Athos fut invité quatre fois et mena chaque fois ses amis avec leurs laquais. Porthos eut six occasions et en fit également jouir ses camarades ; Aramis en eut huit. C'était un homme, comme on a déjà pu s'en apercevoir, qui faisait peu de bruit et beaucoup de besogne.
Quant à d'Artagnan, qui ne connaissait encore personne dans la capitale, il ne trouva qu'un déjeuner de chocolat chez un prêtre de son pays (sic), et un dîner chez un cornette des gardes. Il mena son armée chez le prêtre, auquel on dévora sa provision de deux mois, et chez le cornette, qui fit des merveilles ; mais, comme le disait Planchet, on ne mange toujours qu'une fois, même quand on mange beaucoup.
D'Artagnan se trouva donc assez humilié de n'avoir eu qu'un repas et demi, car le déjeuner chez le prêtre ne pouvait compter que pour un demi-repas, à offrir à ses compagnons en échange des festins que s'étaient procurés Athos, Porthos et Aramis. Il se croyait à charge à la société, oubliant dans sa bonne foi toute juvénile qu'il avait nourri cette société pendant un mois, et son esprit préoccupé se mit à travailler activement. Il réfléchit que cette coalition de quatre hommes jeunes, braves, entreprenants et actifs devait avoir un autre but que des promenades déhanchées, des leçons d'escrime et des lazzi plus ou moins spirituels.
En effet, quatre hommes comme eux, quatre hommes dévoués les uns aux autres depuis la bourse jusqu'à la vie, quatre hommes se soutenant toujours, ne reculant jamais, exécutant isolément ou ensemble les résolutions prises en commun ; quatre bras menaçant les quatre points cardinaux ou se tournant vers un seul point, devaient inévitablement, soit souterrainement, soit au jour, soit par la mine, soit par la tranchée, soit par la ruse, soit par la force, s'ouvrir un chemin vers le but qu'ils voulaient atteindre, si bien défendu ou si éloigné qu'il fût »

Éléments d'une collection d'annotation:
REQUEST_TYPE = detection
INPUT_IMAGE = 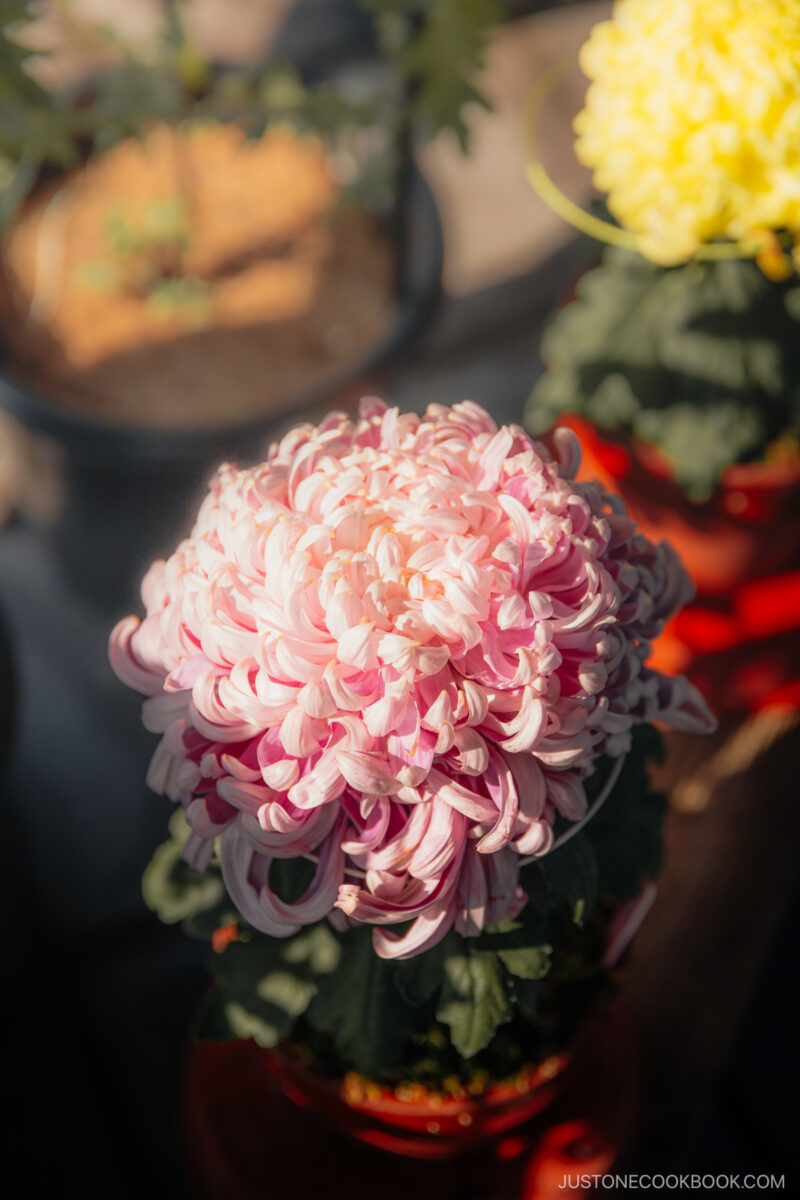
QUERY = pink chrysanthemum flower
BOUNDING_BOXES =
[112,400,712,958]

• **TRAVAIL DEMANDÉ**
a - Résumez sous forme de liste le paragraphe du texte extrait qui commence par « Quant à d'Artagnan », sans perdre ses faits principaux.
b - Transcrivez fidèlement, dans le texte extrait, tout ce qui va de « Athos fut invité » jusqu'à « beaucoup de besogne. ».
c - D'après le texte extrait, combien de fois Athos fut-il invité ?

• **RÉPONSES**
a -
- D'Artagnan, qui ne connaît encore personne dans la capitale, n'obtient qu'un déjeuner de chocolat chez un prêtre de son pays et un dîner chez un cornette des gardes.
- Il emmène toute sa troupe aux deux endroits : chez le prêtre, on dévore deux mois de provisions, et le cornette fait des merveilles.
- Comme le dit Planchet, on ne mange jamais qu'une fois, même quand on mange beaucoup.

b -
Athos fut invité quatre fois et mena chaque fois ses amis avec leurs laquais. Porthos eut six occasions et en fit également jouir ses camarades ; Aramis en eut huit. C'était un homme, comme on a déjà pu s'en apercevoir, qui faisait peu de bruit et beaucoup de besogne.

c - Quatre fois.